• Trecho do documento
-- -- --

Para quem está começando agora, o mercado nunca teve tantas opções. Alvíssaras. Quebraram o aspecto sacro. Menos beatificação, mitificação, endeusamento. Nós fazemos um trabalho essencial para girar a economia, mas não somos artistas. Logo, chegue com os pés no chão, aproveite que ninguém tem o novo livro de regras, divirta-se com milhares de variáveis desse imprevisível mundo. Da arte, roube a atitude do Ridley Scott, que realizou “Alien” em 1979 e décadas depois arriscou-se a filmar em 3D. Respeite as gerações anteriores, estude, entenda como essa estrada foi asfaltada para você ter mais possibilidades. Não cometa o erro de se apegar demais às glórias de outrora. Ah, e muita calma nessa hora de matar as mídias. A todo instante, um pessoal embalado na colcha trendsetting tenta isso para, em seguida, rever as teorias. É mais soma do que subtração. É sobre coexistir.

-- -- --

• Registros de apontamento

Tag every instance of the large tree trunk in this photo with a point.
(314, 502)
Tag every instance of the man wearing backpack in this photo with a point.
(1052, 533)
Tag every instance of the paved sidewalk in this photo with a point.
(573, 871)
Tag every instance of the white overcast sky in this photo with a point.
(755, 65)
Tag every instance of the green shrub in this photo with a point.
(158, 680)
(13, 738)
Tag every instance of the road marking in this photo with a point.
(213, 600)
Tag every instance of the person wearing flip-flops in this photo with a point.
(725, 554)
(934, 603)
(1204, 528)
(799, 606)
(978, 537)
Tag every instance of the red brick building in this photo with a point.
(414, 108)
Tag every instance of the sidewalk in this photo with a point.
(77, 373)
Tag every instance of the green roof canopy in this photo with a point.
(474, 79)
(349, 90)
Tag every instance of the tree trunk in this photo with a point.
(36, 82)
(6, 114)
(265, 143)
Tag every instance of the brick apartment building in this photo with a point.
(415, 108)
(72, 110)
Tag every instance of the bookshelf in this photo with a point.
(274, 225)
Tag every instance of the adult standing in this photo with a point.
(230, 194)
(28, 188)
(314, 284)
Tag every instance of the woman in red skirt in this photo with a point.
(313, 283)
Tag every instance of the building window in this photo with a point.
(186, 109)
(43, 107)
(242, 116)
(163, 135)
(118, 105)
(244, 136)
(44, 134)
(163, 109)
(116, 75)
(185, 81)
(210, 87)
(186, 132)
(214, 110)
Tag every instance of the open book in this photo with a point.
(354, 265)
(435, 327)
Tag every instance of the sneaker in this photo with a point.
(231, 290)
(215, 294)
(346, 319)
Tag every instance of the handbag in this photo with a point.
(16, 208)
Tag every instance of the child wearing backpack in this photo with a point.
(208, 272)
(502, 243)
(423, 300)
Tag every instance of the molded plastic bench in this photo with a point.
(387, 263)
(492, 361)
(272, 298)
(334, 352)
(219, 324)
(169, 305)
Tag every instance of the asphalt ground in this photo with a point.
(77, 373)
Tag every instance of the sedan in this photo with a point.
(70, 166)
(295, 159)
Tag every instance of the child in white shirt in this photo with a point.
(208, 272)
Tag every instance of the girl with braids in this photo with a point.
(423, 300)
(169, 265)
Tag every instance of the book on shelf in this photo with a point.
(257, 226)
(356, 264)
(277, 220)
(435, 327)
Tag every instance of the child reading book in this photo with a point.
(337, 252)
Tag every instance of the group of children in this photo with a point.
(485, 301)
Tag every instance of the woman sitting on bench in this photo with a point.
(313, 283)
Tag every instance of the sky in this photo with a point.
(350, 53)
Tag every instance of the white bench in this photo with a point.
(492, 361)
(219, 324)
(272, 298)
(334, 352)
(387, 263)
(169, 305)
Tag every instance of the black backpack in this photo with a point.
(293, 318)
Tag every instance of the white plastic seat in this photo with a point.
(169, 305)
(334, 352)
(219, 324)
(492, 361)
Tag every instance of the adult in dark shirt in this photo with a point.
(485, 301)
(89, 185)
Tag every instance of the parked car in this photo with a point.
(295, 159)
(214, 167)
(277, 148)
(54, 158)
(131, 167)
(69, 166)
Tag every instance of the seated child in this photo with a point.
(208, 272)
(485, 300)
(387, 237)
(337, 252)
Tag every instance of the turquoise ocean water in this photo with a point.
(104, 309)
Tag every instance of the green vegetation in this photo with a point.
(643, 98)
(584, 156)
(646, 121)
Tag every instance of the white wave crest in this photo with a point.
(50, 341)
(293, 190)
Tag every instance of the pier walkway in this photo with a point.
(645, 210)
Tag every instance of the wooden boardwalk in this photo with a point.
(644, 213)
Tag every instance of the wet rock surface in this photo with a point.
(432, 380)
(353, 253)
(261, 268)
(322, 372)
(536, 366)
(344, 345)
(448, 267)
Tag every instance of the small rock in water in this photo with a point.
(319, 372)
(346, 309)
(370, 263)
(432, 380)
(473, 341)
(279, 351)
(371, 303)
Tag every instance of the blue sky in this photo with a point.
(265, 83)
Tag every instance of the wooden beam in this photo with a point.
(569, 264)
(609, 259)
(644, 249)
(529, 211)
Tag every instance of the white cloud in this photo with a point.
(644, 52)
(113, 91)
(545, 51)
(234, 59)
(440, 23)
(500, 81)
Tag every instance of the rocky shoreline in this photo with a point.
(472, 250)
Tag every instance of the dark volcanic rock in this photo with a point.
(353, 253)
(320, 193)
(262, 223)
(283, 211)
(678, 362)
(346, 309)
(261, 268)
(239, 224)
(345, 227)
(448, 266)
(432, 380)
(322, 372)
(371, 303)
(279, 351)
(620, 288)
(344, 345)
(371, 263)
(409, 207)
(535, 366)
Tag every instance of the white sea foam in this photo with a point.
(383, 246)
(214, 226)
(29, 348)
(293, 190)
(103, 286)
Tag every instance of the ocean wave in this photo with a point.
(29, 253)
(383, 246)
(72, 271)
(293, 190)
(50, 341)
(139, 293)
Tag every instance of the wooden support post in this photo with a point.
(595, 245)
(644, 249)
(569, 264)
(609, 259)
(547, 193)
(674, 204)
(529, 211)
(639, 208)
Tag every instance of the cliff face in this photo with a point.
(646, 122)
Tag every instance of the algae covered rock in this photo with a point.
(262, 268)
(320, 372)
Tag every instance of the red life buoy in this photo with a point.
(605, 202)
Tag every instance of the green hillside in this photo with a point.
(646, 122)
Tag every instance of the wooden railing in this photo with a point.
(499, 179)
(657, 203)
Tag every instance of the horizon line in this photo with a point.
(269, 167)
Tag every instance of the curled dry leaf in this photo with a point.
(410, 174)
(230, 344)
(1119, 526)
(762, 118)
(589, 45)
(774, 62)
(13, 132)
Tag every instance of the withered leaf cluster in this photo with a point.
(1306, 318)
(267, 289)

-- -- --

• Instruções
(1) Segundo o trecho, em que ano Ridley Scott realizou “Alien”?
(2) Extraia, por favor, todas as linhas dos registros que contêm a palavra "wave".
O trecho e os registros não têm nenhuma relação entre si.

• Respostas esperadas
(1) Em 1979.

(2)
Tag every instance of the white wave crest in this photo with a point.
Tag every instance of the ocean wave in this photo with a point.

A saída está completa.